• Your goal
Locate every line in the material below that contains the string "parsnips" and copy each of those lines.
:: Task data ::
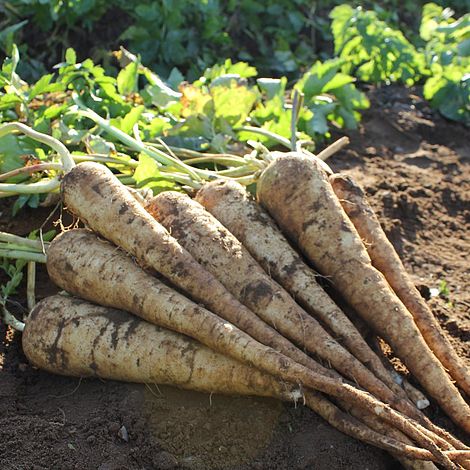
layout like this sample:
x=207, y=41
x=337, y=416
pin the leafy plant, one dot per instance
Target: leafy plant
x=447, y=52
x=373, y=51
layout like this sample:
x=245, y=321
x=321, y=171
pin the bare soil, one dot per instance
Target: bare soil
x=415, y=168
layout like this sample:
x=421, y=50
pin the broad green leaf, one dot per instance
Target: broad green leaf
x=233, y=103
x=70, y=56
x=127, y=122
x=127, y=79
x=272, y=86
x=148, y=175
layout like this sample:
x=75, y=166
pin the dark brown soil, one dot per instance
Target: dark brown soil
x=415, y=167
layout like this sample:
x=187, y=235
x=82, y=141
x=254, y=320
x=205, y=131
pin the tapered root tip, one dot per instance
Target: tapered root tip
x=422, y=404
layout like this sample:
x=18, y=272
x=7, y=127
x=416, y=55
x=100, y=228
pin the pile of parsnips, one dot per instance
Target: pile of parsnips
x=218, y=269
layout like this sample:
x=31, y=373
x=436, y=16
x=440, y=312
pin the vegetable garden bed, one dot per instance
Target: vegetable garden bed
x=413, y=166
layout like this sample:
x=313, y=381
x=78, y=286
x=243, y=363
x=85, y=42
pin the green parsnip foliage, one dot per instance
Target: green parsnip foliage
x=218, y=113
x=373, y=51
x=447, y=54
:::
:: Task data ::
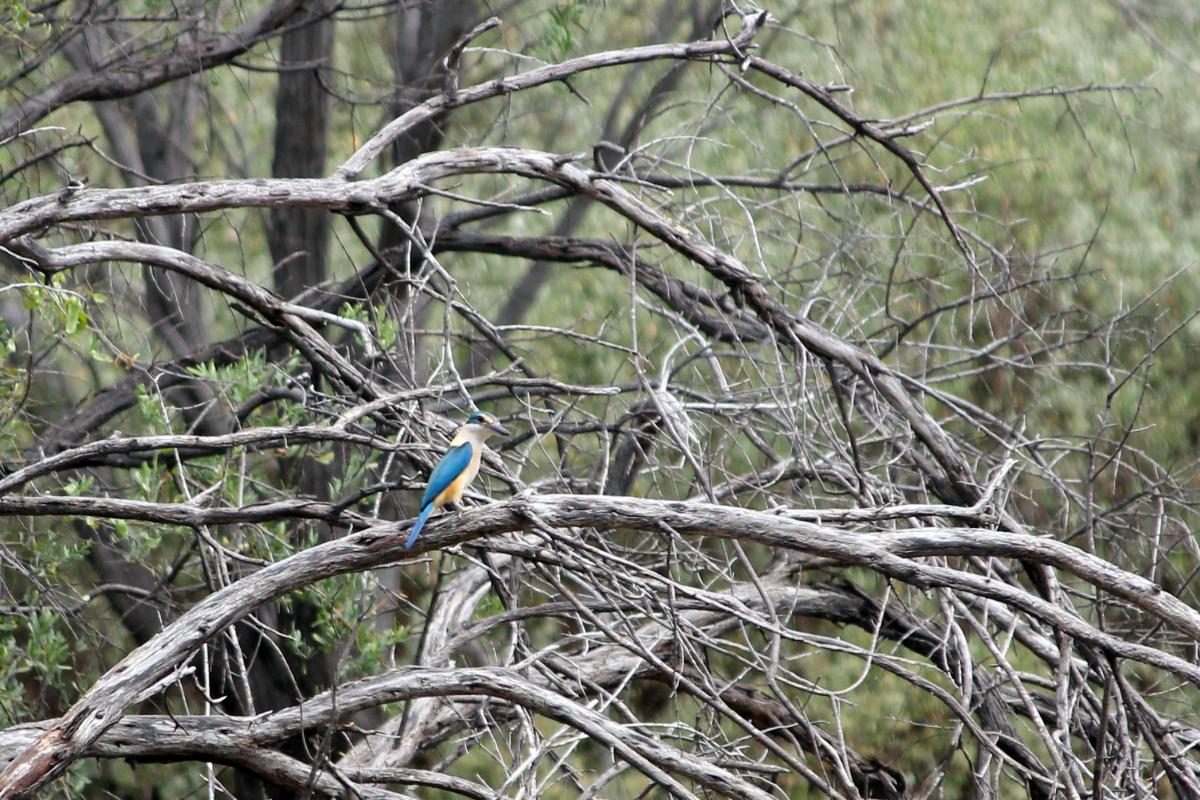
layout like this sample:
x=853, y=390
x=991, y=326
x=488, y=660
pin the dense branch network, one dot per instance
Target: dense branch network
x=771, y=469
:::
• Exercise result
pin the pile of parsnips, one dot per instance
Target: pile of parsnips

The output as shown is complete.